Exercise prompt: Reproduce exactly the lines below, starting with the line that contains "of the paved" and ending with the last line of the records, both included, and nothing else.

--- begin ---

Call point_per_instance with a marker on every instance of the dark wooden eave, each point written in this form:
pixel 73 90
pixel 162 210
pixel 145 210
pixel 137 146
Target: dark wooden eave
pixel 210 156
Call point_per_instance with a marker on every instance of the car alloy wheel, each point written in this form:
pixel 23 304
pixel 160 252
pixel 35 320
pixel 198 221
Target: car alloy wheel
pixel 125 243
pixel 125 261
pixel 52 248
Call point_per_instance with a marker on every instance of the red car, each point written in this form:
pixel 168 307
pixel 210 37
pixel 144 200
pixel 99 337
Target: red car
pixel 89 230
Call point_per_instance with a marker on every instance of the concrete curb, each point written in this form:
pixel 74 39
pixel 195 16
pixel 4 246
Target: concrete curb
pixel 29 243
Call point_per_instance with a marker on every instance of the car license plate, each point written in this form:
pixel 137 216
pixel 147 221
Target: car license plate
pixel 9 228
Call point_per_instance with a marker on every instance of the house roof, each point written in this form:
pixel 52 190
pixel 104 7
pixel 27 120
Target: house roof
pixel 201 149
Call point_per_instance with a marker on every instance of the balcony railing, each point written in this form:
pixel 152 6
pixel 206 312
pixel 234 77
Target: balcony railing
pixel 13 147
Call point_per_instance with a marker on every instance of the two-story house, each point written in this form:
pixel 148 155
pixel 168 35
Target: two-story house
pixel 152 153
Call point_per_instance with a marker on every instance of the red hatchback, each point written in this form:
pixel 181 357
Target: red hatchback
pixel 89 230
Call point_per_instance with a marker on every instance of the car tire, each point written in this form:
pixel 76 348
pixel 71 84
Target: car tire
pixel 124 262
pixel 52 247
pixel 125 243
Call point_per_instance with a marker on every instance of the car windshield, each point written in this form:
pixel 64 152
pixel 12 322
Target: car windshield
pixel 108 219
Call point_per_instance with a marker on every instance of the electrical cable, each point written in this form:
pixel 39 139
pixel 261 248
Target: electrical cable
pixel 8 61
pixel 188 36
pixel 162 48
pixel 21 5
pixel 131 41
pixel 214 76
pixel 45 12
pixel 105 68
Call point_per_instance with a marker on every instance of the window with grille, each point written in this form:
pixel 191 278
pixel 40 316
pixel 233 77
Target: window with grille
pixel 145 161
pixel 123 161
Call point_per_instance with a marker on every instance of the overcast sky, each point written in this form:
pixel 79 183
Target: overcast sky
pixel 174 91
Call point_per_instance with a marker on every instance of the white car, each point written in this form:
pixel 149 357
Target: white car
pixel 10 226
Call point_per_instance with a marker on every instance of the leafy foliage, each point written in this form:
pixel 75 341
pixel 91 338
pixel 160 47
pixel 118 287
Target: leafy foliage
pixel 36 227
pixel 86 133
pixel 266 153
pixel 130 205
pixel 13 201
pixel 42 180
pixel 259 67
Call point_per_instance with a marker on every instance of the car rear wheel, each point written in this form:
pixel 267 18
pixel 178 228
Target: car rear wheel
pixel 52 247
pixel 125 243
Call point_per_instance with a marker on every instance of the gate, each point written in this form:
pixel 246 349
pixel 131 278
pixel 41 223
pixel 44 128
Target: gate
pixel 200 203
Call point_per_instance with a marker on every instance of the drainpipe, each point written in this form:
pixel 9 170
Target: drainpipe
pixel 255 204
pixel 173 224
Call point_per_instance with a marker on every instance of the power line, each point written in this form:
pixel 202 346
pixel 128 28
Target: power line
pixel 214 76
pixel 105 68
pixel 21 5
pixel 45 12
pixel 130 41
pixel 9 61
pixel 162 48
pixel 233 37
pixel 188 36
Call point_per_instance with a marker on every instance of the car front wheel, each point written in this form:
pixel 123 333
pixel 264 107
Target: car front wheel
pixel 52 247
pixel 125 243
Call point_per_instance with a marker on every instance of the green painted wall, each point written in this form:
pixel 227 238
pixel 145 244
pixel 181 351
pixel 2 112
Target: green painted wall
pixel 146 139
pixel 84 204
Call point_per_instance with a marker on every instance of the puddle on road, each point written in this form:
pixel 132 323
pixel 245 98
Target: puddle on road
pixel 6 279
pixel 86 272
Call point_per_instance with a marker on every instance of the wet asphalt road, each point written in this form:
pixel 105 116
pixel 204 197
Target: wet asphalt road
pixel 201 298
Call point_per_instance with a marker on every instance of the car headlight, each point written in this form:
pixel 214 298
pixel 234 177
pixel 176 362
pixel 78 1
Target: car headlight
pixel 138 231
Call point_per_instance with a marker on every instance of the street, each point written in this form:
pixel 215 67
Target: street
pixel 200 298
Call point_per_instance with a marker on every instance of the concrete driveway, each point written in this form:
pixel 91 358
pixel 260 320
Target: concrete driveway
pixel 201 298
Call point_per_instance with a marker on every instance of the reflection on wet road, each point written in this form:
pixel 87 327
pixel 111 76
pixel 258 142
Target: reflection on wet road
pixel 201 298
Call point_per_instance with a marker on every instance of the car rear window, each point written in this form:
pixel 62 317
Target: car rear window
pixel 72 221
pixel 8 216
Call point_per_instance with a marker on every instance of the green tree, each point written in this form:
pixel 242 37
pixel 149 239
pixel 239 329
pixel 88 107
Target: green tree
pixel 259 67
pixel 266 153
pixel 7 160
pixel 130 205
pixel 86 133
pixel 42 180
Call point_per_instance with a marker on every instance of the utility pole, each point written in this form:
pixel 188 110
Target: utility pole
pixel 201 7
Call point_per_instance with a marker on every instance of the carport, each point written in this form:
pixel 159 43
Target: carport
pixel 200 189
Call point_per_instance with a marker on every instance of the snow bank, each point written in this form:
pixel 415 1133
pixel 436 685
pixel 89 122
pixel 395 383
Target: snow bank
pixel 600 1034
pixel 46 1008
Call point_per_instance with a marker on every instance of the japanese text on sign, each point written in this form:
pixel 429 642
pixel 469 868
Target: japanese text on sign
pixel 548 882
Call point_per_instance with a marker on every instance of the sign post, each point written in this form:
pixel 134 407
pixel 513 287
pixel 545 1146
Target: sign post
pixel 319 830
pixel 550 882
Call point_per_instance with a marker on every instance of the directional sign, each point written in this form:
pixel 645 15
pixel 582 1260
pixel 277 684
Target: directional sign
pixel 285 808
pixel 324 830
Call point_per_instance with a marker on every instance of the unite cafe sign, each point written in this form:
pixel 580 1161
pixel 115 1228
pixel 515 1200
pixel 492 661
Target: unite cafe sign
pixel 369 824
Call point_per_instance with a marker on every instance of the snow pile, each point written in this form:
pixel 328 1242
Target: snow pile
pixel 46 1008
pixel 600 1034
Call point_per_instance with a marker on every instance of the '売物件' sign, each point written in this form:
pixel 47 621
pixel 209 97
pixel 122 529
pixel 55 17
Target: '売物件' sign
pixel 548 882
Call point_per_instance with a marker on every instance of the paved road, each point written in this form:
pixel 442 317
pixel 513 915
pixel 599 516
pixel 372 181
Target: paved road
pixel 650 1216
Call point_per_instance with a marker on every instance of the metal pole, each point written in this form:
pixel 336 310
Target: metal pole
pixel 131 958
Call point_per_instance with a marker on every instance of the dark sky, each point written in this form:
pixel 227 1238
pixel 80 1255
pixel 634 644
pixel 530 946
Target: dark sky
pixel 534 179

--- end ---

Full response:
Call point_per_instance with a marker on every instance of the paved road, each point written in this form:
pixel 442 317
pixel 513 915
pixel 599 516
pixel 372 181
Target: paved road
pixel 650 1216
Call point_per_instance with a marker on every instance of the metal pole, each point written in this form:
pixel 336 310
Target: metal pole
pixel 131 958
Call point_per_instance with a marker on every instance of the dark sky, each point written in this form:
pixel 227 1238
pixel 80 1255
pixel 634 644
pixel 530 946
Target: dark sky
pixel 534 179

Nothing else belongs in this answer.